Down to the last line, copy the records below without any change.

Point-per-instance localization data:
◆ ◆ ◆ ◆

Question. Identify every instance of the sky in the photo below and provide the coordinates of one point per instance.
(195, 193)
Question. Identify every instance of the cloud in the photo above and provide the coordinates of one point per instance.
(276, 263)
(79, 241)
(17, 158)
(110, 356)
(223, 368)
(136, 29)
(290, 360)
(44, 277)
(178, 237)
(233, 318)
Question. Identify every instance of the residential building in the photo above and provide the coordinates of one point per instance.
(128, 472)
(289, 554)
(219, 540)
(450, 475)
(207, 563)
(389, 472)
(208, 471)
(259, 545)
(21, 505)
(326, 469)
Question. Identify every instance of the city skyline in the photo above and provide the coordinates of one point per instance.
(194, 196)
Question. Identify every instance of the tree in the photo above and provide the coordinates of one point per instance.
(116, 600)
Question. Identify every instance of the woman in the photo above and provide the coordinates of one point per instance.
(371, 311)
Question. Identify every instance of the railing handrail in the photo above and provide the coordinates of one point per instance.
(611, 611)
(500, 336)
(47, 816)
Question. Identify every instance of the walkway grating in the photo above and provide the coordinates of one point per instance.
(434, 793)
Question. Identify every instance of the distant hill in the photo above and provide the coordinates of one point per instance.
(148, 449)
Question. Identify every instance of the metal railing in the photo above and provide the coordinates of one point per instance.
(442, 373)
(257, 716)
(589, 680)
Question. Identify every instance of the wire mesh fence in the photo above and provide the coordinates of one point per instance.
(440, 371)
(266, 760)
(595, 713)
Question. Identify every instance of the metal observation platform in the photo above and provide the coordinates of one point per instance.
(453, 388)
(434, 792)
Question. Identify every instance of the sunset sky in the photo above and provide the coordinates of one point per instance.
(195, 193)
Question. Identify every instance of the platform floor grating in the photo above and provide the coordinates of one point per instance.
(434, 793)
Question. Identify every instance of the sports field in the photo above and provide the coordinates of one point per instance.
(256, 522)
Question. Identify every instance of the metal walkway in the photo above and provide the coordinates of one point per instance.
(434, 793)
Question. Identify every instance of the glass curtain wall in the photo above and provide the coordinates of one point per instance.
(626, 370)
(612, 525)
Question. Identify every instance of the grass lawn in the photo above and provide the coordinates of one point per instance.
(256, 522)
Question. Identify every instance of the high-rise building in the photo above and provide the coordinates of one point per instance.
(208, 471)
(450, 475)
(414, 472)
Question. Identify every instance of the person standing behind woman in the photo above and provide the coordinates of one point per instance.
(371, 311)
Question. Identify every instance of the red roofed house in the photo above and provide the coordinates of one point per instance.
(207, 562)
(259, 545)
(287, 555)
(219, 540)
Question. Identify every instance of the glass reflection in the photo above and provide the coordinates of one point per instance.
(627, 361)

◆ ◆ ◆ ◆

YOUR SOLUTION:
Question. Identify every instance of the sky in the photo below and provide the coordinates of one point per instance.
(195, 193)
Question. Identify every instance of the cloud in the photo above and provide the coordinates of one point per instance.
(276, 263)
(79, 241)
(17, 158)
(110, 356)
(223, 368)
(136, 29)
(290, 360)
(44, 277)
(178, 237)
(233, 318)
Question. Identify every instance of the residential building in the photo above and provide the coordinates of one point per instance.
(128, 472)
(289, 554)
(219, 540)
(450, 475)
(207, 563)
(389, 472)
(208, 471)
(259, 545)
(21, 505)
(326, 469)
Question. Identify every instance of the city skyline in the photo above and provide the coordinates of one point per instance.
(194, 196)
Question. Identify every instance of the tree in the photo above and provide the coordinates of one point per instance.
(116, 600)
Question. Identify every instance of the woman in the photo above and provide the coordinates of one point per instance.
(371, 311)
Question. Identify every instance of the railing handrail in the photo above and provide the coordinates of one point per instance.
(611, 611)
(500, 336)
(47, 816)
Question. Identify every instance of the walkway grating in the photo above and provide the coordinates of one point per instance.
(434, 793)
Question. Identify every instance of the distant hill in the photo above and provide the coordinates of one point per instance.
(148, 449)
Question. Identify every instance of the metal railing in the photo above and provide the coordinates of one point per instance.
(442, 373)
(257, 716)
(589, 680)
Question. Identify every instance of the wire mesh fence in the photo above and provide the coordinates of one point per instance.
(440, 371)
(266, 760)
(595, 713)
Question. Identify every instance of the metal observation platform in the photo above and provide the coordinates of one point per instance.
(453, 388)
(434, 792)
Question. Identify every instance of the sunset sky in the photo above and provide the coordinates of one point per instance.
(195, 193)
Question. Identify every instance of the platform floor grating in the photo above and provide the coordinates of one point per instance.
(434, 793)
Question. Identify every instance of the sports field in the photo above and provide the coordinates of one point per instance.
(256, 522)
Question. Identify every instance of the metal walkway in the photo above and provide the coordinates of one point per instance.
(434, 793)
Question. Identify every instance of the glass curtain wall in the photo above and provide the coordinates of one point per instance.
(626, 370)
(612, 525)
Question. Identify every instance of the grass lawn in the photo above and provide the coordinates of one point per instance.
(256, 522)
Question. Identify every instance of the high-rise building in the photo above and provide the coordinates of one point per instance.
(208, 471)
(450, 475)
(414, 472)
Question. Identify every instance of the person standing behind woman in the photo above and provide the coordinates of one point per instance.
(371, 311)
Question. Identify every instance of the red roofed house in the photo above and provide the coordinates of one point per instance.
(207, 562)
(259, 545)
(287, 555)
(219, 540)
Question. Identify every instance of the glass reflection in the photo above and provide the coordinates of one point per instance.
(627, 361)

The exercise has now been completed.